▽

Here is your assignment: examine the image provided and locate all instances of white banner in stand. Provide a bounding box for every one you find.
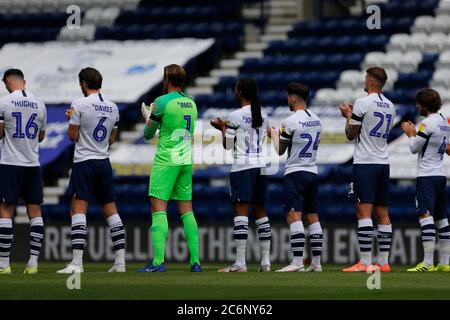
[0,39,214,103]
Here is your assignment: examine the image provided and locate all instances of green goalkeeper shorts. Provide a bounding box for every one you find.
[148,164,192,201]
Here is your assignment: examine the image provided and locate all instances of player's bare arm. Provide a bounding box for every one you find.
[141,102,159,140]
[401,121,427,154]
[109,128,118,145]
[67,124,80,142]
[267,127,289,156]
[210,118,234,150]
[339,103,361,141]
[401,121,417,138]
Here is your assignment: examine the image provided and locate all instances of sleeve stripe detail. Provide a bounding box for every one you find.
[417,131,429,139]
[352,113,363,122]
[281,132,292,140]
[150,113,162,122]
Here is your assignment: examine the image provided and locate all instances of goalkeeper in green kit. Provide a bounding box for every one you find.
[138,64,201,272]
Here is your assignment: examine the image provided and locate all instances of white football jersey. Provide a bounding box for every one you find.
[409,113,450,177]
[225,105,269,172]
[0,90,47,167]
[350,93,395,164]
[280,110,322,175]
[69,93,119,162]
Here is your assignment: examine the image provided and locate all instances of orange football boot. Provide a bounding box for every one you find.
[376,262,391,272]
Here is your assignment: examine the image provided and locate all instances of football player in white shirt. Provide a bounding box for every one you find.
[402,89,450,272]
[211,77,272,272]
[268,83,323,272]
[0,69,47,274]
[58,68,125,273]
[340,67,395,272]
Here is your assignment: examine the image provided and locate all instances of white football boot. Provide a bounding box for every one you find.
[306,264,322,272]
[56,263,84,274]
[108,264,127,273]
[275,263,305,272]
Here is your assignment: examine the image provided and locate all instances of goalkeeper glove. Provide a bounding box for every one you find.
[141,102,155,121]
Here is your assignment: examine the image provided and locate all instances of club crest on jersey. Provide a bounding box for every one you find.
[419,123,427,132]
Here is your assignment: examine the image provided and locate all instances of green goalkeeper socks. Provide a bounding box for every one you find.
[152,211,169,266]
[181,211,200,265]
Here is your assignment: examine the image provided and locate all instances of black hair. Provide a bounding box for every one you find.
[286,82,309,102]
[416,88,442,113]
[366,67,388,89]
[78,67,103,90]
[236,77,263,128]
[2,69,25,82]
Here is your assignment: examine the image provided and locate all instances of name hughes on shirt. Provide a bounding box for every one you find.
[93,104,113,112]
[11,100,38,109]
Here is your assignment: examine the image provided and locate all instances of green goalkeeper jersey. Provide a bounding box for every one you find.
[152,91,197,166]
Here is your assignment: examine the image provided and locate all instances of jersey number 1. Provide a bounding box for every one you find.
[183,115,191,140]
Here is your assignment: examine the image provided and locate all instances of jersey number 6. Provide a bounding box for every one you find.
[93,117,108,142]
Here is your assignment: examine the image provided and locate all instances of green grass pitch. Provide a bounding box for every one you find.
[0,263,450,300]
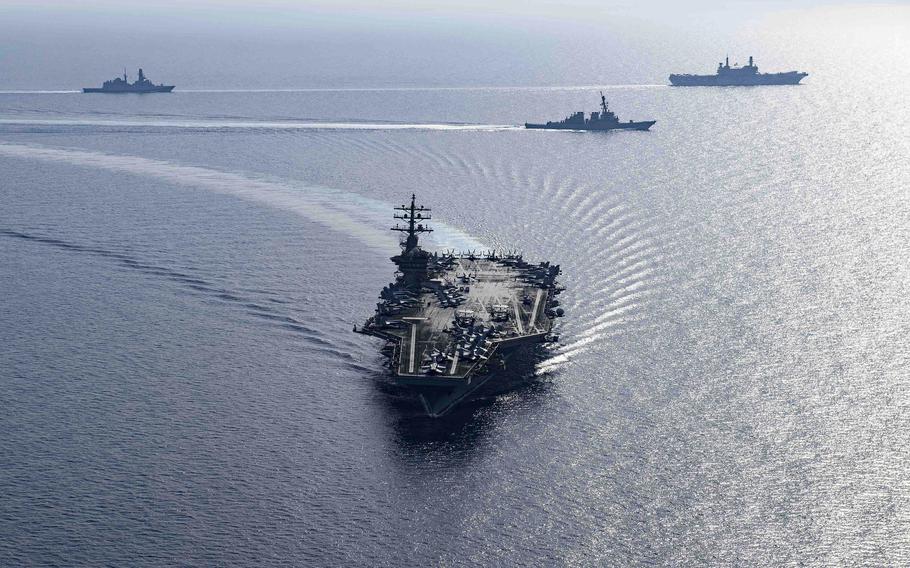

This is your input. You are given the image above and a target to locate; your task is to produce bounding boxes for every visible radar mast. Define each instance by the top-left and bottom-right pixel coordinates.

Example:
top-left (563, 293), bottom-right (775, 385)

top-left (392, 193), bottom-right (433, 253)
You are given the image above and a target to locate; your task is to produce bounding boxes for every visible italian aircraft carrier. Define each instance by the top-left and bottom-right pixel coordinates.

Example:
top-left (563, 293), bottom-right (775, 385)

top-left (354, 195), bottom-right (563, 417)
top-left (670, 56), bottom-right (809, 87)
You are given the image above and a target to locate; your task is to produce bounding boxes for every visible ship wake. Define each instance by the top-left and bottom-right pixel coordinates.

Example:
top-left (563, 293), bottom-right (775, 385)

top-left (0, 143), bottom-right (486, 254)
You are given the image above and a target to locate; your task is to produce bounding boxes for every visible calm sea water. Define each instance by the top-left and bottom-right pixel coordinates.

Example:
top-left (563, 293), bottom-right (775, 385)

top-left (0, 5), bottom-right (910, 566)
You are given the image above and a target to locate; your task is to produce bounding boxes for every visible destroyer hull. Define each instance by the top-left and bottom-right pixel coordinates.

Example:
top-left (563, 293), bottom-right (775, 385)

top-left (82, 85), bottom-right (174, 95)
top-left (525, 120), bottom-right (657, 131)
top-left (670, 71), bottom-right (808, 87)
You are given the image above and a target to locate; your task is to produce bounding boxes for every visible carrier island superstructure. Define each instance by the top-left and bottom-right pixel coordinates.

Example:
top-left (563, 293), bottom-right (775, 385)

top-left (354, 195), bottom-right (563, 417)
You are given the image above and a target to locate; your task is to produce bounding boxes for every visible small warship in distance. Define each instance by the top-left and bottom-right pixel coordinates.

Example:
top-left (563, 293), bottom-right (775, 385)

top-left (525, 92), bottom-right (657, 130)
top-left (82, 68), bottom-right (174, 93)
top-left (354, 195), bottom-right (563, 417)
top-left (670, 56), bottom-right (809, 87)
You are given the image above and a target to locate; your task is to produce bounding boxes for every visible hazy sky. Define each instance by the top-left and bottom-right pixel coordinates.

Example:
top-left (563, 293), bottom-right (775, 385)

top-left (0, 0), bottom-right (910, 90)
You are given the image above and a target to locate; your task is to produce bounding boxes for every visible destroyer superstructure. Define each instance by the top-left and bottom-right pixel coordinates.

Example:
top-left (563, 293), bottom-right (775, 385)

top-left (82, 68), bottom-right (174, 94)
top-left (670, 56), bottom-right (809, 87)
top-left (525, 91), bottom-right (657, 130)
top-left (354, 195), bottom-right (563, 417)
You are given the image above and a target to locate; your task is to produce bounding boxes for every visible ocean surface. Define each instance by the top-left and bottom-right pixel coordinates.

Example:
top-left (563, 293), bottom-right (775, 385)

top-left (0, 6), bottom-right (910, 566)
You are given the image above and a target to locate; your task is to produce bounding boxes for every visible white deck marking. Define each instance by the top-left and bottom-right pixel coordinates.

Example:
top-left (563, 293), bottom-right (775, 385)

top-left (449, 349), bottom-right (458, 375)
top-left (528, 290), bottom-right (543, 331)
top-left (512, 302), bottom-right (525, 335)
top-left (408, 323), bottom-right (417, 373)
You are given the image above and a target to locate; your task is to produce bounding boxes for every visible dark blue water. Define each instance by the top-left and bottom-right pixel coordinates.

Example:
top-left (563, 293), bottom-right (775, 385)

top-left (0, 5), bottom-right (910, 566)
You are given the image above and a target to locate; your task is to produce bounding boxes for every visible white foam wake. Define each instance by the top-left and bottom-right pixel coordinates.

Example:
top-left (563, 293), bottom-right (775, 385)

top-left (0, 143), bottom-right (486, 253)
top-left (0, 118), bottom-right (520, 131)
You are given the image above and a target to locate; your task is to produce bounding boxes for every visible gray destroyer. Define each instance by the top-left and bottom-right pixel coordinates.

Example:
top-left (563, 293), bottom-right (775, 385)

top-left (82, 68), bottom-right (174, 93)
top-left (525, 92), bottom-right (657, 130)
top-left (670, 56), bottom-right (809, 87)
top-left (354, 195), bottom-right (563, 417)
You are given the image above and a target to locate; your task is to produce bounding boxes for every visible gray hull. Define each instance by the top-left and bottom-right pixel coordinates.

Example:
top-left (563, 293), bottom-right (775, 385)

top-left (670, 71), bottom-right (808, 87)
top-left (82, 85), bottom-right (174, 95)
top-left (525, 120), bottom-right (657, 130)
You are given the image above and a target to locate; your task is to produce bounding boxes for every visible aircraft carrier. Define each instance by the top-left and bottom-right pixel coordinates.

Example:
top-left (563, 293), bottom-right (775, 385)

top-left (354, 195), bottom-right (564, 417)
top-left (670, 56), bottom-right (809, 87)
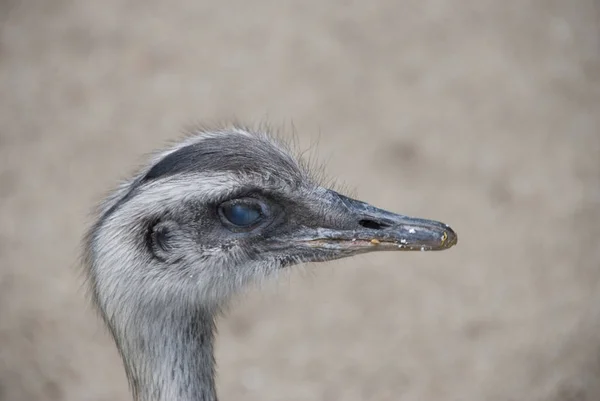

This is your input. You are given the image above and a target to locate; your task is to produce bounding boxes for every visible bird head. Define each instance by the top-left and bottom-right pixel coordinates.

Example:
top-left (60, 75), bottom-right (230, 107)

top-left (86, 128), bottom-right (457, 317)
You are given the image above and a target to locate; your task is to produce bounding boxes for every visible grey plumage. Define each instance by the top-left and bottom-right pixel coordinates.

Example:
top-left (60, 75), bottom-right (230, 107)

top-left (84, 127), bottom-right (456, 401)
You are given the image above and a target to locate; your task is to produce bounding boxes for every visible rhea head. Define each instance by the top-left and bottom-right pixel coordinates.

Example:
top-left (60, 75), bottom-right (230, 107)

top-left (86, 127), bottom-right (457, 399)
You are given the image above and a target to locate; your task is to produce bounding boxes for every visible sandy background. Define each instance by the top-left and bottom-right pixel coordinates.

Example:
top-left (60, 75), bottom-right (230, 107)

top-left (0, 0), bottom-right (600, 401)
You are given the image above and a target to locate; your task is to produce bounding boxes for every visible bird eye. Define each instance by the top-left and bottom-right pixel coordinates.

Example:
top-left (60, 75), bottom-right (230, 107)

top-left (219, 201), bottom-right (263, 227)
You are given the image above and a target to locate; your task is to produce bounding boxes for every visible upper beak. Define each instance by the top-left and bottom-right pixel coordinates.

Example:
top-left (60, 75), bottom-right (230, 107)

top-left (301, 191), bottom-right (458, 253)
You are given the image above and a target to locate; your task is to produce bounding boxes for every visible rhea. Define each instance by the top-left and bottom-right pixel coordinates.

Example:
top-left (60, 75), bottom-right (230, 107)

top-left (84, 126), bottom-right (457, 401)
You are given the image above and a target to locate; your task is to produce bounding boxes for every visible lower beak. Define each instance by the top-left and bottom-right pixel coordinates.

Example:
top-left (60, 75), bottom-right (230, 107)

top-left (302, 193), bottom-right (458, 253)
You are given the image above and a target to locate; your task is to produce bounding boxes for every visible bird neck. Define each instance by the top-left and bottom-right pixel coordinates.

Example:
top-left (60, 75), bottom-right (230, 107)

△

* YOUR INSTRUCTIONS: Rewrite the data from the line containing "of goalkeeper in" up to and including the line containing "[138,64,201,272]" as a JSON list of strings, one string per line, with blank lines omitted.

* THE OUTPUT:
[
  "Here is your assignment: examine the image provided and locate all instances of goalkeeper in green kit. Provide a bounding box for every one you find.",
  "[138,64,201,272]"
]